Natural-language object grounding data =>
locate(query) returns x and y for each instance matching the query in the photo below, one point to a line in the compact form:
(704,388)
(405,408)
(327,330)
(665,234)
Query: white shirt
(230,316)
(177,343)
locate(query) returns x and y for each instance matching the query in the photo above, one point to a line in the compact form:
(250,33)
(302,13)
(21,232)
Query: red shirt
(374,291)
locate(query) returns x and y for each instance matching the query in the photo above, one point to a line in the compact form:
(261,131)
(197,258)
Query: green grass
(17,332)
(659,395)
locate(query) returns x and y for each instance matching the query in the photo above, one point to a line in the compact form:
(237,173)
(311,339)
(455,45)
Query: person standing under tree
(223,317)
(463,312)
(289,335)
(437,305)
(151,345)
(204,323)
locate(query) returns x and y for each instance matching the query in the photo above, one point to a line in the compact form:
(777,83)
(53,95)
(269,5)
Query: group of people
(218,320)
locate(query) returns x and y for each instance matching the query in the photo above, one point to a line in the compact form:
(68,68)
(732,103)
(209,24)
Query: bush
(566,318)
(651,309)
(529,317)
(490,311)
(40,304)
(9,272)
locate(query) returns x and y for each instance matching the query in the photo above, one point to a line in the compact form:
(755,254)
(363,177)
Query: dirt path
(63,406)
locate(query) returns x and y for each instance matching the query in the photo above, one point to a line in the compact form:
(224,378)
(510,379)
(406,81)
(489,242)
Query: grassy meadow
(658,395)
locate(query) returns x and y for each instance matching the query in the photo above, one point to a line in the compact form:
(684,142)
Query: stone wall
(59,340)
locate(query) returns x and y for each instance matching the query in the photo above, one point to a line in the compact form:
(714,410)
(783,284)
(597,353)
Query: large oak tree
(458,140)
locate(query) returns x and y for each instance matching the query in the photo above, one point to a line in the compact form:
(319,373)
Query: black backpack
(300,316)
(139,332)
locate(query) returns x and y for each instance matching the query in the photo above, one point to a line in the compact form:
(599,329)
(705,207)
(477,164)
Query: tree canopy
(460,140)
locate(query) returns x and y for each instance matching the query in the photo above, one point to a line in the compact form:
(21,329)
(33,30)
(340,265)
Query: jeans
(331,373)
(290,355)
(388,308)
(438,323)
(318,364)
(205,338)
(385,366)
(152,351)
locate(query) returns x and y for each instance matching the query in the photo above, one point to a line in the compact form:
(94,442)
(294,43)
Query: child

YOUR TASK =>
The records shown earlier should all be returned verbatim.

TASK RESPONSE =>
locate(query) returns x and y for each instance matching the query in the photo below, one point to a line in the compact form:
(704,388)
(405,408)
(327,330)
(665,234)
Query: white shirt
(230,316)
(177,343)
locate(query) returns x and y for each instance matching the query in the photo above, one point to a line in the compact form:
(250,33)
(302,13)
(21,232)
Query: red shirt
(374,291)
locate(query) returns x and y for each instance matching the query in the photo above, one point to a line in the compact form:
(261,131)
(197,258)
Query: green grass
(17,332)
(659,395)
locate(query) returns x and y for each instance matching the query in the photo above, one point to a line in the compact form:
(237,173)
(311,339)
(455,45)
Query: person standing under tree
(223,317)
(463,312)
(289,335)
(437,305)
(151,345)
(204,323)
locate(query) returns x and y for each instance matching the query in the photo above, one point to a line in the compact form:
(777,83)
(53,95)
(269,5)
Query: group of people
(218,320)
locate(query) returns x and y for each instance matching the query in the photo above, one point to a line in the compact form:
(68,68)
(732,103)
(209,24)
Query: bush
(566,318)
(651,309)
(529,317)
(490,311)
(40,304)
(9,272)
locate(query) returns x and y for each instance matching the query in the photo above, one point to a line in the compact form:
(755,254)
(363,177)
Query: dirt path
(63,406)
locate(query) returns x and y for each instance matching the query in the photo above, one point to a line in the compact form:
(224,378)
(510,379)
(406,81)
(489,242)
Query: grassy meadow
(658,395)
locate(query) returns x and y for each instance matching the query in the photo above, one point to a line in the compact form:
(684,142)
Query: stone wall
(59,340)
locate(query) returns x and y for each instance matching the query in the photo above, one point to a line in the compact form:
(714,410)
(783,284)
(597,353)
Query: large oak tree
(458,140)
locate(query) returns x and y for each instance matching the query in the photo above, one point to a line in the compact form:
(319,373)
Query: black backpack
(300,316)
(139,332)
locate(query) returns x and y for each instance matching the query in the photo above, one point to a line in the compact form:
(599,329)
(705,207)
(477,164)
Query: tree canopy
(460,140)
locate(query) returns x and y for each instance matching the query in the photo above, one point to a line in the compact form:
(21,329)
(33,30)
(340,265)
Query: jeans
(331,373)
(290,355)
(388,308)
(438,323)
(318,364)
(205,338)
(385,366)
(152,351)
locate(query) returns x and y for each instance matching the query in the photo above, one point to a line in the compact form:
(94,442)
(294,43)
Query: child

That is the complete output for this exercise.